# EXERCISE INPUT:

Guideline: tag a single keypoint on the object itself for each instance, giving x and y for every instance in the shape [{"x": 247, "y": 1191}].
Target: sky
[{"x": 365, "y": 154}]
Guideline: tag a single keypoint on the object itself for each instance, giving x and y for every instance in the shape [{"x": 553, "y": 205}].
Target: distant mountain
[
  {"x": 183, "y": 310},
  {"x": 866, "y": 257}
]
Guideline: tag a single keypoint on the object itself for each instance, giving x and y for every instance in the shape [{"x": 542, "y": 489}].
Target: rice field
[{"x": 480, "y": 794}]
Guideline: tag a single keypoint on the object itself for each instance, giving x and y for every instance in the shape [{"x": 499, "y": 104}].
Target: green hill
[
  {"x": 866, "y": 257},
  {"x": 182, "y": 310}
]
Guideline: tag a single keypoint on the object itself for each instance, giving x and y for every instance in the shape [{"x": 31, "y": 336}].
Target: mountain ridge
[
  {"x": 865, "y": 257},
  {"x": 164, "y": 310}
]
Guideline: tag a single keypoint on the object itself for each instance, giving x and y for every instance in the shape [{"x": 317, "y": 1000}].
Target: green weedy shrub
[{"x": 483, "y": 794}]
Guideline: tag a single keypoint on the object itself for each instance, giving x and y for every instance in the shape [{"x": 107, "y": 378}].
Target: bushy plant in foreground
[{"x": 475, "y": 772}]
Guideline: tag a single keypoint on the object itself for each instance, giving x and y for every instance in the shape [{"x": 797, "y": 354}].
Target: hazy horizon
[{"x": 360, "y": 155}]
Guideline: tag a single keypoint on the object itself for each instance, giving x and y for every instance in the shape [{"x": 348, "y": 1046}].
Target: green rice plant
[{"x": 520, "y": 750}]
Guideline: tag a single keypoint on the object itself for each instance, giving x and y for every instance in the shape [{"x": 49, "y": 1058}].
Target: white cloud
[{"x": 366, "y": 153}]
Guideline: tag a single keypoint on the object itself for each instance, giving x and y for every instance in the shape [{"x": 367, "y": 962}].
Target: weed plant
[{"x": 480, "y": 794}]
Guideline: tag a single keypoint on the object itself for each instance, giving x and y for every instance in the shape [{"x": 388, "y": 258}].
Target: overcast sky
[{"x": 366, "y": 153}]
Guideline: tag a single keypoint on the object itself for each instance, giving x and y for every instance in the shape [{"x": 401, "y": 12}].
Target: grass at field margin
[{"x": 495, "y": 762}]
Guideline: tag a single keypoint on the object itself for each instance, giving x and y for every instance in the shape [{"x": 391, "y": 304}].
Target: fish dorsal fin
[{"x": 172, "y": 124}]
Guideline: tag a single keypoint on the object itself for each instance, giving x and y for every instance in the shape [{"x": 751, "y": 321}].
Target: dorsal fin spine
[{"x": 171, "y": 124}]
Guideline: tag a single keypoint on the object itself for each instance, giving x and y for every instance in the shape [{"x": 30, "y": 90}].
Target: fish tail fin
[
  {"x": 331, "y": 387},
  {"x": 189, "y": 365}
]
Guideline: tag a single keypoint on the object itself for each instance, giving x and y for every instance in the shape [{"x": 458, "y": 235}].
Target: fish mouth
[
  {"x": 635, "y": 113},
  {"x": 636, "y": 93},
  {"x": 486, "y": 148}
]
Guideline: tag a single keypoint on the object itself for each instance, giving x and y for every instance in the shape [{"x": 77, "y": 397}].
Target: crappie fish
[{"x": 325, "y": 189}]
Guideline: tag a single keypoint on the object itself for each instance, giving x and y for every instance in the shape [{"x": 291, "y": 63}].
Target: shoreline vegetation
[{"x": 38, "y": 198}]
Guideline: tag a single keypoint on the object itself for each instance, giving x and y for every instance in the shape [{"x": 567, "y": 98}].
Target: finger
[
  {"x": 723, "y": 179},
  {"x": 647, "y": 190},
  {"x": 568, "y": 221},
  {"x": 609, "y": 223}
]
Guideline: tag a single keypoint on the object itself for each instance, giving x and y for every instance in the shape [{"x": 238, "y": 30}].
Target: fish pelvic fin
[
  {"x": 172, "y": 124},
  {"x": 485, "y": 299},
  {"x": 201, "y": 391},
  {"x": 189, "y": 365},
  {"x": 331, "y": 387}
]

# ACTIVITY:
Copy task. Give back the whole listing exactly as written.

# SOLUTION FOR THIS PROBLEM:
Guideline: tag a single keypoint on the object itself for each instance, giving x and y for every instance in the shape [{"x": 247, "y": 1191}].
Target: sky
[{"x": 365, "y": 154}]
Guideline: tag a single keypoint on the object itself for each instance, giving x and y for every instance in the shape [{"x": 553, "y": 205}].
Target: distant mountain
[
  {"x": 183, "y": 310},
  {"x": 866, "y": 257}
]
Guideline: tag a single keypoint on the object itself for each instance, giving x and y for every instance in the shape [{"x": 542, "y": 489}].
Target: rice field
[{"x": 480, "y": 794}]
Guideline: tag a single keypoint on the object itself for each instance, giving x and y for every instance in the shape [{"x": 499, "y": 104}].
Target: green hill
[
  {"x": 866, "y": 257},
  {"x": 182, "y": 310}
]
Guideline: tag a single keypoint on the object itself for each instance, giving x and y for every instance in the shape [{"x": 31, "y": 336}].
Target: mountain ridge
[
  {"x": 865, "y": 257},
  {"x": 164, "y": 310}
]
Guideline: tag a single keypoint on the object itself for each instance, giving x and y for every instance in the shape [{"x": 317, "y": 1000}].
Target: green weedy shrub
[{"x": 483, "y": 794}]
Guideline: tag a single keypoint on the object itself for each instance, giving x and y for every instance in the shape [{"x": 107, "y": 378}].
Target: bushy plant in foreground
[{"x": 475, "y": 772}]
Guideline: tag a single keypoint on the object itself for each instance, giving x and y for every instance in the shape [{"x": 797, "y": 354}].
Target: hazy horizon
[{"x": 360, "y": 155}]
Guideline: tag a single keypoint on the object itself for each instance, giving x and y for every instance in the shape [{"x": 348, "y": 1046}].
Target: green rice plant
[{"x": 520, "y": 750}]
Guideline: tag a single keypoint on the object itself for each instance, giving x and y for every instance in the shape [{"x": 49, "y": 1058}].
Target: white cloud
[{"x": 366, "y": 153}]
Guideline: tag a single keypoint on the object itself for each instance, giving x and y for every instance in the shape [{"x": 367, "y": 962}].
Target: weed plant
[{"x": 480, "y": 794}]
Guideline: tag a single keypoint on the object itself for each instance, giving x and y for every instance in the shape [{"x": 388, "y": 258}].
Target: overcast sky
[{"x": 366, "y": 153}]
Guideline: tag a single keypoint on the object itself for each instance, giving x and y for every instance in the shape [{"x": 401, "y": 12}].
Target: grass at field margin
[{"x": 495, "y": 762}]
Guideline: tag a single keypoint on the object itself for each instance, giving x and y for every instance in the shape [{"x": 391, "y": 304}].
Target: fish dorsal fin
[{"x": 172, "y": 124}]
Guideline: tag a single keypoint on the object itself for each instance, giving x and y for every instance in the shape [{"x": 751, "y": 321}].
Target: dorsal fin spine
[{"x": 171, "y": 124}]
Guideline: tag a single keypoint on the object itself for each instance, giving x and y for every instance in the shape [{"x": 30, "y": 90}].
Target: fish tail fin
[
  {"x": 331, "y": 387},
  {"x": 189, "y": 365}
]
Guideline: tag a single keypoint on the object itself for each instance, giving x and y for every instance in the shape [{"x": 458, "y": 235}].
Target: fish mouth
[
  {"x": 635, "y": 113},
  {"x": 636, "y": 93},
  {"x": 486, "y": 148}
]
Guideline: tag a single keypoint on the object itself for each instance, giving x and y for every instance in the shape [{"x": 77, "y": 397}].
Target: crappie fish
[{"x": 325, "y": 189}]
Guideline: tag a single keypoint on the object itself for each instance, giving x and y for every instance in the shape [{"x": 291, "y": 63}].
Target: shoreline vegetation
[{"x": 38, "y": 198}]
Guideline: tag a single keypoint on the object itself for each instance, giving x and y for every instance in the shape [{"x": 567, "y": 98}].
Target: finger
[
  {"x": 723, "y": 179},
  {"x": 647, "y": 190},
  {"x": 568, "y": 221},
  {"x": 609, "y": 223}
]
Guideline: tag a single keypoint on the object itself for each instance, giving x and y for every instance in the shape [{"x": 238, "y": 30}].
Target: fish pelvic fin
[
  {"x": 172, "y": 124},
  {"x": 485, "y": 299},
  {"x": 201, "y": 391},
  {"x": 189, "y": 365},
  {"x": 331, "y": 387}
]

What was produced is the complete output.